Description of the task.
Take the records below and print them verbatim up to and including the line that carries "Mark one point per instance of the tortilla".

[Information given Boundary: Start]

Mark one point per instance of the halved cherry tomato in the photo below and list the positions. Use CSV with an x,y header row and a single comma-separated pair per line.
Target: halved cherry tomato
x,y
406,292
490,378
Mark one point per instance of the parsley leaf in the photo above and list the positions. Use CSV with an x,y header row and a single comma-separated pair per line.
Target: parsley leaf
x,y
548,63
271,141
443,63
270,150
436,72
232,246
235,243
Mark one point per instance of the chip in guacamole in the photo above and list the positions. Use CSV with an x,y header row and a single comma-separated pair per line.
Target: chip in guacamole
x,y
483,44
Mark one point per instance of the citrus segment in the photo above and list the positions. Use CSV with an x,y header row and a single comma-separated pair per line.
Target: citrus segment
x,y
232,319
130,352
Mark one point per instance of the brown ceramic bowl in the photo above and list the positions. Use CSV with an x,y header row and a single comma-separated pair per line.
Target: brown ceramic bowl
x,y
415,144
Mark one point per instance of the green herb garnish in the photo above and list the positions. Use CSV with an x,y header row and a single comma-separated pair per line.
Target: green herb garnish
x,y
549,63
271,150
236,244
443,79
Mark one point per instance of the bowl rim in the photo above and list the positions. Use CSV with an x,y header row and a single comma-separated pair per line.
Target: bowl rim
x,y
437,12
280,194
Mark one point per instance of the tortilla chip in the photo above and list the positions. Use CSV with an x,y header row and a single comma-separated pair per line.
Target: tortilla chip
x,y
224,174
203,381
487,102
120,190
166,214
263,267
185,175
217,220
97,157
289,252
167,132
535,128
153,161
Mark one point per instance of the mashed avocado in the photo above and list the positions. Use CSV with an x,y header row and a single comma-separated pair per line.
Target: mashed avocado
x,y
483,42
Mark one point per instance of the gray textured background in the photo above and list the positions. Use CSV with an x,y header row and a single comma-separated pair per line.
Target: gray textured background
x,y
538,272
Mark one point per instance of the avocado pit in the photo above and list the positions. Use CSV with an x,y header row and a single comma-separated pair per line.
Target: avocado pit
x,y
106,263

[Information given Boundary: End]

Your solution.
Mark one point per instance of the halved cherry tomato in the photo below and list the positions. Use CSV with an x,y header row and a single comma-separated pair per line.
Target: halved cherry tomato
x,y
406,292
490,378
Mark one point per instance of the parsley leaf in the photo above and list the positions. Use CSV with an x,y header row and a single comma-separated pair per line.
Target: parsley leaf
x,y
548,63
271,141
443,63
270,150
436,72
232,246
235,243
Mark one point per instance of the chip in guacamole in the photo above and list the positions. Use CSV with an x,y header row and a single comma-separated pair per line.
Target: chip in guacamole
x,y
483,44
Mark one point per instance of the citrus segment in the photo above and list the positions. Use CSV with an x,y header row and a single comma-separated pair per line.
Target: citrus segment
x,y
232,319
130,352
Mark one point per instance of the brown ceramic bowl in the photo above and list the positions. Use CSV with an x,y header row and a single comma-separated pair per line.
Target: brown ceramic bowl
x,y
415,144
Mark one point per instance of the green herb garnish in the photo above and list the positions. Use CSV with an x,y header row and a single comma-separated pair per line.
Target: green herb garnish
x,y
549,63
271,150
236,244
443,79
Mark one point per instance of the bowl rim in the photo above and list the positions. Use CSV with an x,y header row and a single comma-separated pair per line.
Target: bowl rim
x,y
437,12
280,194
Mark one point per instance of the tortilla chip in the photo above and list the positions. Use CSV with an x,y header row and a single comma-separated pair per line.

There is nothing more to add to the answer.